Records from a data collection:
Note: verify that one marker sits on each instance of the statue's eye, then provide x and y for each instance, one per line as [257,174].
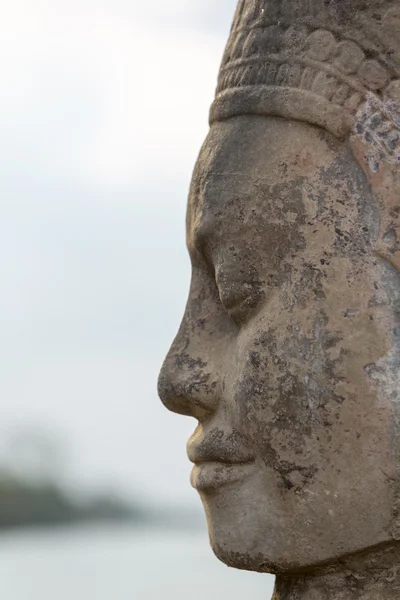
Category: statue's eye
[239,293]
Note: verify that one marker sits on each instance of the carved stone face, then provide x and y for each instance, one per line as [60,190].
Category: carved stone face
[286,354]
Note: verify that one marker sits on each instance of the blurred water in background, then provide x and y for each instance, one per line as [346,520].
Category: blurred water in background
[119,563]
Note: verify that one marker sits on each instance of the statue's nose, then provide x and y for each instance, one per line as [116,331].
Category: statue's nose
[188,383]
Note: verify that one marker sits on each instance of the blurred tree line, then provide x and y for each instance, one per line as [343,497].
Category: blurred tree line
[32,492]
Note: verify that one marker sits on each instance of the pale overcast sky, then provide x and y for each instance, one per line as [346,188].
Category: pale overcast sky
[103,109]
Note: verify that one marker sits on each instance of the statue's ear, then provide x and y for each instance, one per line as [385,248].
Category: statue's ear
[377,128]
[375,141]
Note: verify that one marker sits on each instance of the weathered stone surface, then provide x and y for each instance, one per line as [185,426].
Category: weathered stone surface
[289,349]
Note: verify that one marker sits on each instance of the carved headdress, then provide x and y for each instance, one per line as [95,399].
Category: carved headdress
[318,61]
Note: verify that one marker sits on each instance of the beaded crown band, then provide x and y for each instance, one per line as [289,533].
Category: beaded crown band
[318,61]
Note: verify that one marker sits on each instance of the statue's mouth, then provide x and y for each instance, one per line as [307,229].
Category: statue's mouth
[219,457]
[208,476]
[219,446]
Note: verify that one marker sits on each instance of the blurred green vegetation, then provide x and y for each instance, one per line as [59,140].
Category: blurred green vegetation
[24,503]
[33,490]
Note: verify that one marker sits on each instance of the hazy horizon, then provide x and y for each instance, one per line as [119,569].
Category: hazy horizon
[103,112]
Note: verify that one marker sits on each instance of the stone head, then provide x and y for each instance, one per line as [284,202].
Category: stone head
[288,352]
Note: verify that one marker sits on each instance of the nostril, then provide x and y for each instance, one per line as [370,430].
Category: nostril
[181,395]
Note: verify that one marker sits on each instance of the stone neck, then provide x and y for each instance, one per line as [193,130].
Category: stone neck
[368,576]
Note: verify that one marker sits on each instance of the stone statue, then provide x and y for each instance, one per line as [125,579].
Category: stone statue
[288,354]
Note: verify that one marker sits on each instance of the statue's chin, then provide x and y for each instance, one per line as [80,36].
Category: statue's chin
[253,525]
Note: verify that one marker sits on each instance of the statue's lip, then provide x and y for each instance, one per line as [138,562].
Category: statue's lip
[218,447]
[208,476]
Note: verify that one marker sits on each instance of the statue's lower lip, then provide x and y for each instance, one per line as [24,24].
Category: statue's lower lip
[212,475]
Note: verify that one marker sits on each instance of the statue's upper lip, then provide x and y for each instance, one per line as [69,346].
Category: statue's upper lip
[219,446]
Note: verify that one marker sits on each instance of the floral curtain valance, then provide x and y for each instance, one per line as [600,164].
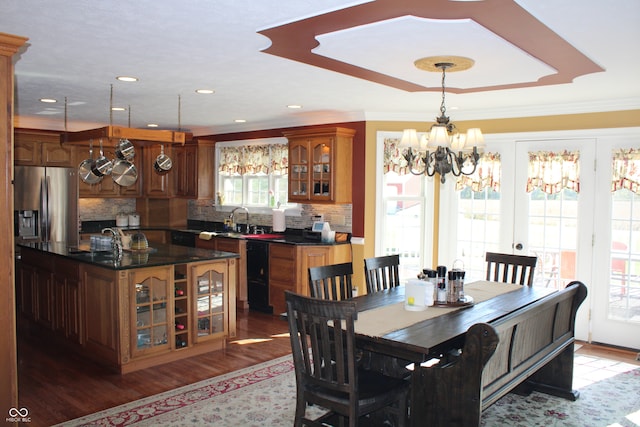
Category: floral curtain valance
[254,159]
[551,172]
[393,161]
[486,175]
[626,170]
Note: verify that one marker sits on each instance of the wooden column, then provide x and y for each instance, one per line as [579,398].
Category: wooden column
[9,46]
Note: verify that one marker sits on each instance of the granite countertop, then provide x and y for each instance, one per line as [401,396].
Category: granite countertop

TO BE DONE :: Copy word for word the stretch of the rows from the line containing "line as [401,396]." through the end of the rows.

EXERCISE RESPONSE ::
Note: verify that one marker sits on each instance of the granite countertop, then provide x and y for each instance, one per line as [401,396].
Category: granite countertop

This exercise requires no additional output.